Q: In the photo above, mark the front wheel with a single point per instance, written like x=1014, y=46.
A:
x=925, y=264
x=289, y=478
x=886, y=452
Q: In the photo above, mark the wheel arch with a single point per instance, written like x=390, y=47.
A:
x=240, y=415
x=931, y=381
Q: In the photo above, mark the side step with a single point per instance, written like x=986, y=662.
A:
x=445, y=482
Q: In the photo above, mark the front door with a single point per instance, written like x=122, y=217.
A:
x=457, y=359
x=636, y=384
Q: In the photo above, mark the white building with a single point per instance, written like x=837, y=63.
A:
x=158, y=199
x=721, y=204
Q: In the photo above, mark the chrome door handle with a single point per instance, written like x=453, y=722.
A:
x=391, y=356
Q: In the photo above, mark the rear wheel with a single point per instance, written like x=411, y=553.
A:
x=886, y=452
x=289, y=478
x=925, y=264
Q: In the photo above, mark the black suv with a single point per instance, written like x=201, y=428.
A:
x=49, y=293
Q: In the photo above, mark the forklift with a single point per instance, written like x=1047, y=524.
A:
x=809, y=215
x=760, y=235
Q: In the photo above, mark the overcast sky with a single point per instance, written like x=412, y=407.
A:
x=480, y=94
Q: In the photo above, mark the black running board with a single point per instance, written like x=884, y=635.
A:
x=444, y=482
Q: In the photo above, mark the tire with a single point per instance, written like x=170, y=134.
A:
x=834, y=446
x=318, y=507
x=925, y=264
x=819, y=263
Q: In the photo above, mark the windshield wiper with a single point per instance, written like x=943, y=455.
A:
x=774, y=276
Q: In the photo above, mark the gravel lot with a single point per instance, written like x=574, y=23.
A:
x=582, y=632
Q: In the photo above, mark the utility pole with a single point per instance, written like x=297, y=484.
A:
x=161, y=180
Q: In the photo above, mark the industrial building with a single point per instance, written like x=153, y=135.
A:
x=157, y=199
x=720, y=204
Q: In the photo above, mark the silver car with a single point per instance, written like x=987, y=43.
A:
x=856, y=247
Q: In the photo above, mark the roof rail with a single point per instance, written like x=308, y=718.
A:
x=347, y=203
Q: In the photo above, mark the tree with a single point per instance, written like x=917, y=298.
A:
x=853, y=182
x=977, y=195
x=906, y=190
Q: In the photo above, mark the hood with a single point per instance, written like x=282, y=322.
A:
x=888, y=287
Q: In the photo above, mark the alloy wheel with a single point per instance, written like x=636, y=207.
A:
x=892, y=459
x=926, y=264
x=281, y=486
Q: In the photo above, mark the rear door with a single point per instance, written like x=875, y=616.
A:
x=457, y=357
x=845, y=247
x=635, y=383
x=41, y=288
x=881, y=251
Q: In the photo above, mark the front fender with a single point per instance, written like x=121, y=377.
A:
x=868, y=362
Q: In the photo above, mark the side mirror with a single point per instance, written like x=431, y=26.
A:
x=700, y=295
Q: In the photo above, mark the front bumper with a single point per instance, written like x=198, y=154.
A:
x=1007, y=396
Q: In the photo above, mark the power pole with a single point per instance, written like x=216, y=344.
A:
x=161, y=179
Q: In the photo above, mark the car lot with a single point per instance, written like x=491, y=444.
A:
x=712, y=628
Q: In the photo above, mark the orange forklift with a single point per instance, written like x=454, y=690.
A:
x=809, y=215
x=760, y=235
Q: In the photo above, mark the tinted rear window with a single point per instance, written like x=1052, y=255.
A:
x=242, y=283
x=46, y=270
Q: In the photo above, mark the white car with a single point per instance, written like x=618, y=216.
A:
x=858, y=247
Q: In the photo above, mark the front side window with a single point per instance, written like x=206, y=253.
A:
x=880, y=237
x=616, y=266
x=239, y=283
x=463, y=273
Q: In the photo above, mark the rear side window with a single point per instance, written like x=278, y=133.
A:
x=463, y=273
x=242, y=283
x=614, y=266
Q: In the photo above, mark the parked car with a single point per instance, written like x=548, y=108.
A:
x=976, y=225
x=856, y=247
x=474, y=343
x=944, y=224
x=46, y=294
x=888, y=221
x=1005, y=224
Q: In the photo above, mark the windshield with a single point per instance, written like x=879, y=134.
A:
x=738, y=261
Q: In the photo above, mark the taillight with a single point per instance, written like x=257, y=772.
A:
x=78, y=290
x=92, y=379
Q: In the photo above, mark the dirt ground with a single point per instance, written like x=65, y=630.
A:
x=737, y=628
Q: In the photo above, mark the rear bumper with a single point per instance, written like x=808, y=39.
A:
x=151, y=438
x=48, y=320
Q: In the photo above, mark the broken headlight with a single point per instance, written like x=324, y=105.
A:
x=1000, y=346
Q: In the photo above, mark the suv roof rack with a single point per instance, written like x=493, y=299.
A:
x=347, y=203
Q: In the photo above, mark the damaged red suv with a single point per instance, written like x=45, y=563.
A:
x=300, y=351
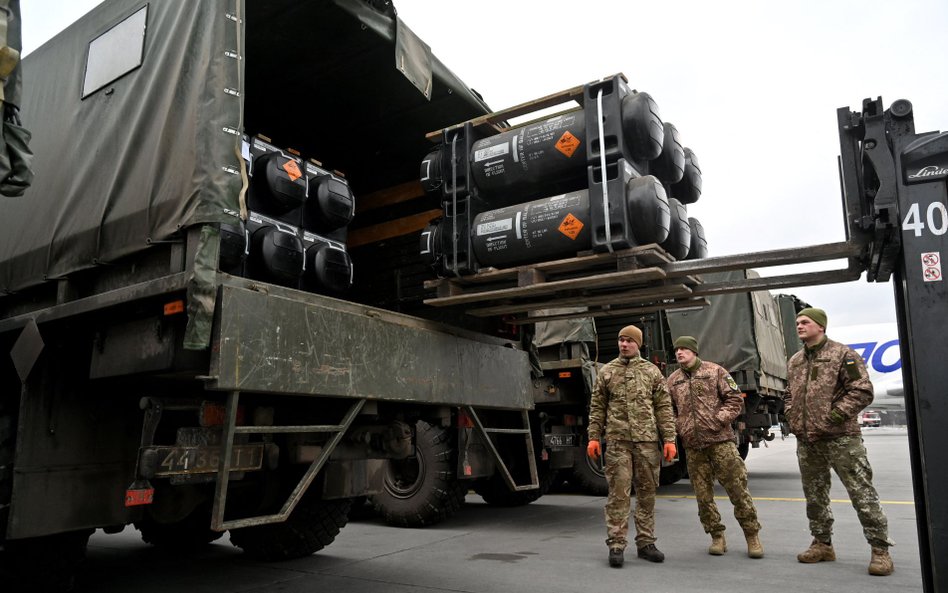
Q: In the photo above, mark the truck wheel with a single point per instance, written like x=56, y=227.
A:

** Consigne **
Peux-tu recopier à l'identique toutes les lignes du matériel ci-dessus, de la première à la dernière, en omettant les images ?

** Solution **
Q: In the photo above, mark the front wheel with a single point per instance, written like x=1014, y=46.
A:
x=925, y=264
x=289, y=478
x=886, y=452
Q: In the photo above, mark the wheel arch with a single point per instance, written like x=390, y=47.
A:
x=240, y=415
x=931, y=381
Q: In the photo above, mark the side step with a single point per instance, written like x=986, y=662.
A:
x=445, y=482
Q: In the photo above, mark the front door with a single point per instance, written like x=122, y=217.
A:
x=457, y=359
x=636, y=384
Q: In the photo above, mark the white building with a single point per instance, written like x=837, y=63.
A:
x=158, y=199
x=721, y=204
Q: In the photo above, mark the chrome door handle with a single point per instance, written like x=453, y=722.
A:
x=391, y=356
Q: In the photo above, mark the rear wheel with a single point per instance, written like x=411, y=553.
A:
x=886, y=452
x=289, y=478
x=925, y=264
Q: In the photo above, mark the black suv with a single point per instance, written like x=201, y=428.
A:
x=49, y=293
Q: In the photo above, mark the forklift with a single point per instance, written like x=1047, y=524.
A:
x=809, y=215
x=760, y=235
Q: In the photo above, mark the overcast sky with a single point per instance, written like x=412, y=407.
A:
x=480, y=94
Q: In the photo above, mark the black running board with a single point per instance, written like x=884, y=635.
A:
x=444, y=482
Q: In the photo above, mark the tire with a single point per instance, written like x=170, y=134.
A:
x=834, y=446
x=318, y=507
x=925, y=264
x=819, y=263
Q: In the photo above, mark the windshield wiper with a single point per instance, written like x=943, y=455.
A:
x=774, y=276
Q: In the photo above, mark the gravel lot with a single point per instance, written like x=574, y=23.
A:
x=582, y=632
Q: In the photo above, mark the utility pole with a single point per instance, written like x=297, y=484.
A:
x=161, y=180
Q: In the photo above, mark the industrial building with a single point per instance, written like x=153, y=135.
A:
x=157, y=199
x=720, y=204
Q: In the photo above, mark the silver car with a single point per instance, written like x=987, y=43.
A:
x=856, y=247
Q: In the photo above, mark the roof rail with a single point per instance, written like x=308, y=718.
A:
x=347, y=203
Q: In the photo above, mark the tree with a single point per instance, written like x=917, y=298.
A:
x=853, y=182
x=977, y=195
x=906, y=190
Q: In the photo above, mark the hood with a single point per instance, written like x=282, y=322.
A:
x=888, y=287
Q: In the photo above, mark the alloy wheel with a single point per instance, written like x=636, y=207.
A:
x=892, y=459
x=926, y=264
x=281, y=486
Q: In the photo above, mark the rear door with a single point per instance, written like x=875, y=616.
A:
x=457, y=357
x=845, y=247
x=635, y=383
x=41, y=288
x=881, y=251
Q: In the photo above, mark the front fender with a single point per instance, written like x=121, y=377.
A:
x=868, y=362
Q: In the photo above, mark the side mirror with a single point per instance, written like x=431, y=26.
A:
x=700, y=295
Q: In the photo above, mark the front bumper with a single point per instance, written like x=198, y=154.
A:
x=1007, y=396
Q: In the photo above, mark the power pole with a single point per instance, written like x=216, y=344.
A:
x=161, y=179
Q: In the photo above, mark the car lot with a single point per instance, written like x=491, y=444.
A:
x=712, y=628
Q: In the photo above, mark the orange forklift with a single point per instance, written like x=454, y=690.
A:
x=809, y=215
x=760, y=235
Q: In the photo above, mark the tinted rear window with a single point per instance, written like x=1052, y=255.
A:
x=242, y=283
x=46, y=270
Q: In the photo above, mark the white car with a single point per instance, written like x=618, y=216.
A:
x=858, y=247
Q: In the photo above, mark the front side window with a single point per instance, written like x=206, y=253.
A:
x=880, y=237
x=616, y=266
x=239, y=283
x=463, y=273
Q: In the photo above, mark the rear side window with a single point per instance, written like x=278, y=133.
A:
x=463, y=273
x=242, y=283
x=614, y=266
Q: In the photo above, mark the parked car with a single point per instance, written like x=548, y=108.
A:
x=976, y=225
x=856, y=247
x=474, y=343
x=944, y=224
x=46, y=294
x=888, y=221
x=1005, y=224
Q: In the photo above, mark the windshield with a single point per instance, written like x=879, y=134.
A:
x=738, y=261
Q: In the photo above, mark the taillight with a single point per instance, written like x=257, y=772.
A:
x=78, y=290
x=92, y=379
Q: In the photo above, mark the dirt ground with a single point per instance, written like x=65, y=630.
A:
x=737, y=628
Q: In the photo above, mark the rear bumper with a single point per instance, written like x=808, y=39.
A:
x=151, y=438
x=48, y=320
Q: In the photo above, mark the broken headlight with a single point per instance, written like x=324, y=105.
A:
x=1000, y=346
Q: In the photo above, mark the suv roof rack with a single point per instance, written like x=493, y=299.
A:
x=347, y=203
Q: In the photo above, mark the damaged red suv with a single point per instance, written like x=45, y=563.
A:
x=300, y=351
Q: In the photo above, mark the truck wheel with a single point per instance, written like x=56, y=227.
A:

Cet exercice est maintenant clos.